Do I need another table?
What is the best approach for something like this?
Ok, so we create a hits table and record every hit for each venue, then, when we want to find out the popular venues, we simply query the table based on the date and count the hits for each name(index).
Is that what you mean, sound correct?
Example
table_hits
id (int)
hits (mediumint)
name (varchar/index)
date (timestamp or date)
Could I use date instead of timestamp, does it matter?
Quick draft
SELECT name
FROM hits_table
WHERE date(?)
AND name = ?
ORDER BY hits
LIMIT 10
Also wondering, if the above is correct…
Say eventually we have over hundred venues, each venue is receiving 100+ hits a day, spread that over a couple of years… very big table thousands of rows.
Will this cause any problems?
Slow queries? Processing power?
notice what happens if you run a query like this –
SELECT COUNT(*) as hits
FROM venue_hits
WHERE venue_id = 937
AND dtstamp >= '2016-10-01'
AND dtstamp < '2016-11-01'
notice this gets all of October’s hits for that given venue, and specifically includes timestamps right up until midnight of the last day of the month
but more important, because of the way the primary key is defined, it acts as a covering index and the actual table rows are not accessed at all!!
The problem I have is the venues table is already built which already has venue_id(varchar) as the PK.
notice this gets all of October’s hits for that given venue, and specifically includes timestamps right up until midnight of the last day of the month
This makes sense, though the idea is to show the popular 10 venues in a list. I want to show the names of the venues with the most hits for that date, not count hits for only one venue. Unless I have misunderstood?
━━━
▶ **PROBLEMS TO WORK ON**
a. In the venue-hits thread, what column does the existing venues table already use as its primary key?
b. Return the part of the venue-hits thread that opens with the words containing "Ok, so we create" and closes with "mean, sound correct?".
The rows after this thread play no part in the work on it.
━━━
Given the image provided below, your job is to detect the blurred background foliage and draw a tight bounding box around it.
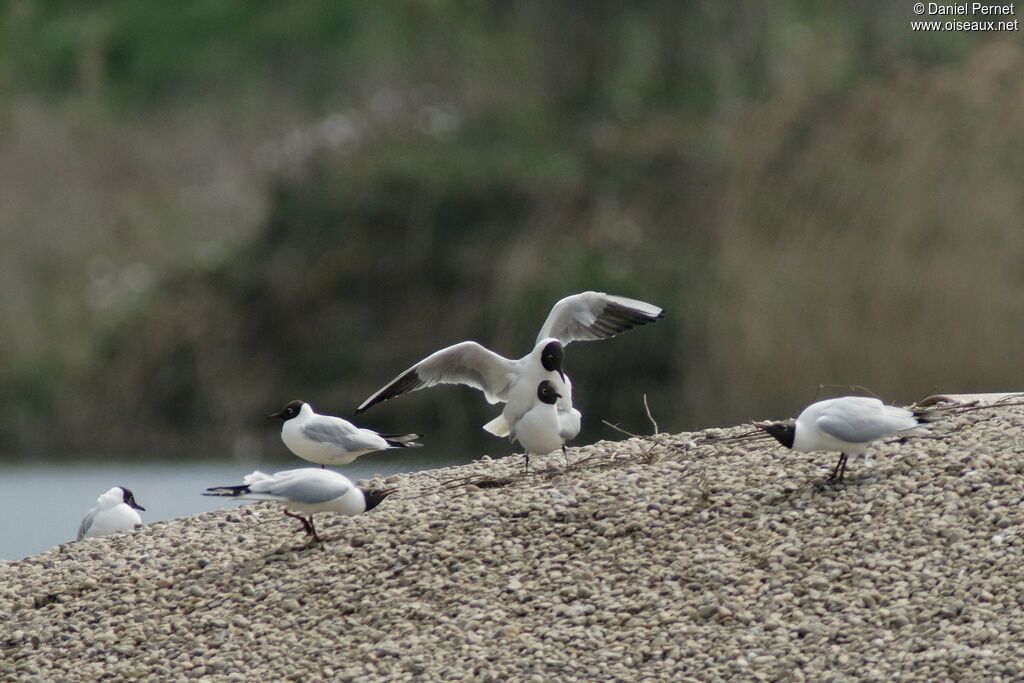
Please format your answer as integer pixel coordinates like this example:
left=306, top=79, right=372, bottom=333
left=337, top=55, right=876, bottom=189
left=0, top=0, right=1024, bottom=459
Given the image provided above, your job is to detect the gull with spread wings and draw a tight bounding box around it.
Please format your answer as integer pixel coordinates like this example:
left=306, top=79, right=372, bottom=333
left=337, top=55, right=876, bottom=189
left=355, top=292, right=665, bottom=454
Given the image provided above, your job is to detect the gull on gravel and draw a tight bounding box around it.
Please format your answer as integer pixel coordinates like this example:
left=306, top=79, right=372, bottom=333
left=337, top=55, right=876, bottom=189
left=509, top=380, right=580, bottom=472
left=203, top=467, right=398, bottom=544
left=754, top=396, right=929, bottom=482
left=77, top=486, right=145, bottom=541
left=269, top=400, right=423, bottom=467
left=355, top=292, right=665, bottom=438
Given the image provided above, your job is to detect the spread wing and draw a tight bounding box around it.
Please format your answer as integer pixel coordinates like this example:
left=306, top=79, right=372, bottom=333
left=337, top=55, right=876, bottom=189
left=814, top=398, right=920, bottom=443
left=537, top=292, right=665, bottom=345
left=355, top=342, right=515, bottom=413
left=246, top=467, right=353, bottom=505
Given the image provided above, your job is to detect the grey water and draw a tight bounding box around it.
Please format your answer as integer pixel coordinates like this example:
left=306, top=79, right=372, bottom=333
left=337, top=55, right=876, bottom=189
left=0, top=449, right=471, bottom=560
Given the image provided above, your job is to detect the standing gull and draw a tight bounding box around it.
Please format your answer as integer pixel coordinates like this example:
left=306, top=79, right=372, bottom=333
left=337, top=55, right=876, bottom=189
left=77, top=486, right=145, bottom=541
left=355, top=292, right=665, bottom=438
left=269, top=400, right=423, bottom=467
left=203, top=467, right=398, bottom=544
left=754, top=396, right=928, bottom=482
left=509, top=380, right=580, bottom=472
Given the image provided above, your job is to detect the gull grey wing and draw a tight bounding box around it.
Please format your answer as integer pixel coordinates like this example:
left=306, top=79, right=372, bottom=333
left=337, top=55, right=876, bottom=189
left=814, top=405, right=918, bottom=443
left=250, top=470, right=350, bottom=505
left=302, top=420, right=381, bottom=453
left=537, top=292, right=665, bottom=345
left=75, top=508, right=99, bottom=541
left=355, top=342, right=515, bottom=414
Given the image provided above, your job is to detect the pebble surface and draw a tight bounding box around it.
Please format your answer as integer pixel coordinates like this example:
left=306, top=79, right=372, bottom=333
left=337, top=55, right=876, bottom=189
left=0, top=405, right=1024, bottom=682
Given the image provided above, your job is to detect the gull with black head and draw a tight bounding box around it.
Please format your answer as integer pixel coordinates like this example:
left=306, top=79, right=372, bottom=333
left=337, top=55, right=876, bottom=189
━━━
▶ **EXERCISE SOLUTIONS**
a. venue_id (varchar)

b.
Ok, so we create a hits table and record every hit for each venue, then, when we want to find out the popular venues, we simply query the table based on the date and count the hits for each name(index).
Is that what you mean, sound correct?